Provided passage ->
☆ ☆ ☆ ☆

The Versatility of the Totality Principle

This article focuses on the Totality principle, which requires the court to take a “last look” at all the facts and circumstances and assess whether the sentence looks wrong. First, the article unpacks the Totality principle. Next, it elaborates on the versatile roles of the Totality principle. Finally, it offers some reflections on the Totality principle.

Introduction

  1. By way of background, where a person is convicted and sentenced to imprisonment for at least three distinct offences,1There must be a separate charge for every distinct offence: s 132(1) of the Criminal Procedure Code (Cap 68, 2012 Rev Ed). at least two of those imprisonment sentences must run consecutively: section 307(1) of the Criminal Procedure Code (Cap 68, 2012 Rev Ed).
  2. In deciding on the consecutive sentences, a court will have regard to the one-transaction rule and the Totality principle. The one-transaction rule serves as a filter to sieve out those sentences that ought not as a general rule to be ordered to run consecutively: Mohamed Shouffee Bin Adam v Public Prosecutor [2014] SGHC 34 at [27].While it may be helpful to have regard to factors such as proximity and diversity of the legally protected interests, the consideration of the one-transaction rule must be undertaken as a matter of common sense: Poh Boon Kiat v Public Prosecutor [2014] SGHC 186 at [110].
  3. The Totality principle requires the court to take a “last look” at all the facts and circumstances and assess whether the sentence looks wrong.2Mohamed Shouffee Bin Adam v Public Prosecutor (2014) SGHC 34 at (58). The Totality principle is a pivotal qualification to the general rule of consecutive sentences for unrelated offences. A mere arithmetic addition of individual sentences might, in many situations and despite the fact that the offences are unrelated, lead to aggregate sentences that are disproportionate to the overall criminality presented: Public Prosecutor v Raveen Balakrishnan [2018] 5 SLR 799 at [71].3See also Andrew Ashworth, Sentencing and Criminal Justice (6th Edition, 2015, Cambridge University Press) at page 277.
  4. This article focuses on the Totality principle in the following ways:
    1. Unpacks the Totality principle;
    2. Elaborates on the versatile roles of the Totality principle; and
    3. Offers some reflections on the Totality principle.

Main Body

(A) Unpacking the Totality Principle

  1. The Totality principle, which is a manifestation of the proportionality requirement, has two limbs:
    1. 1st limb: Whether the aggregate sentence is substantially above the normal level of sentences for the most serious of the individual offences committed. This calls for a comparison between the total sentence on the one hand and a yardstick on the other hand.4See Public Prosecutor v ASR (2019) SGCA 16 at (150) where the Court of Appeal considered that the sentence sought by the Prosecution would have violated both limbs of the totality principle.

☆ ☆ ☆ ☆

(Saved entries)
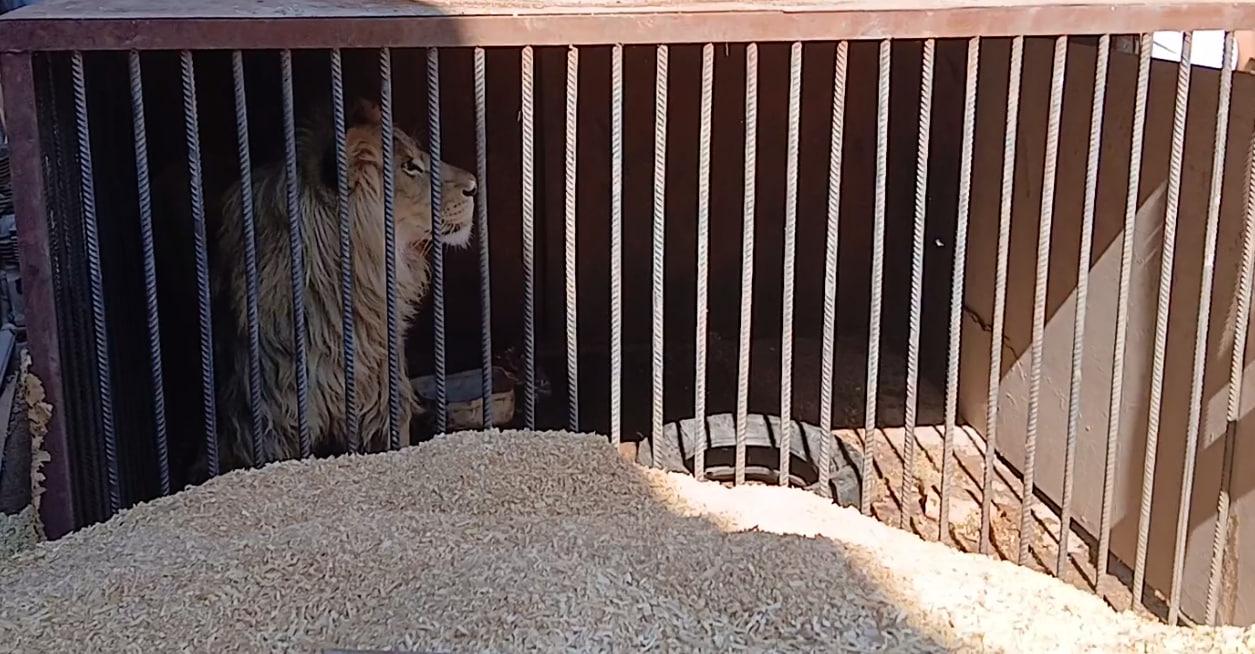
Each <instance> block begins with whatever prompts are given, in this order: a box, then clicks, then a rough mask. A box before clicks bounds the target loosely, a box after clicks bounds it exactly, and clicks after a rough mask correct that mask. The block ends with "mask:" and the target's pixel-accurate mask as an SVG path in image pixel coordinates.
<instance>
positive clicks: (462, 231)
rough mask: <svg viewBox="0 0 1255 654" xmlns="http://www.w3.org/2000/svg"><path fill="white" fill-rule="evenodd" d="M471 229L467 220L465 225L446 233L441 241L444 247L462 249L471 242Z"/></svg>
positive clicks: (471, 231) (452, 248) (471, 228)
mask: <svg viewBox="0 0 1255 654" xmlns="http://www.w3.org/2000/svg"><path fill="white" fill-rule="evenodd" d="M472 231H473V230H472V228H471V223H469V222H467V223H466V225H462V226H459V227H458V228H457V230H454V231H452V232H449V233H446V235H444V237H443V239H442V240H441V241H442V242H443V244H444V246H446V247H452V249H462V247H466V246H467V245H468V244H469V242H471V233H472Z"/></svg>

☆ ☆ ☆ ☆

Task requirements -> List each court case named in the Totality principle article, giving each one only once.

Task answer ->
- Mohamed Shouffee Bin Adam v Public Prosecutor
- Poh Boon Kiat v Public Prosecutor
- Public Prosecutor v Raveen Balakrishnan
- Public Prosecutor v ASR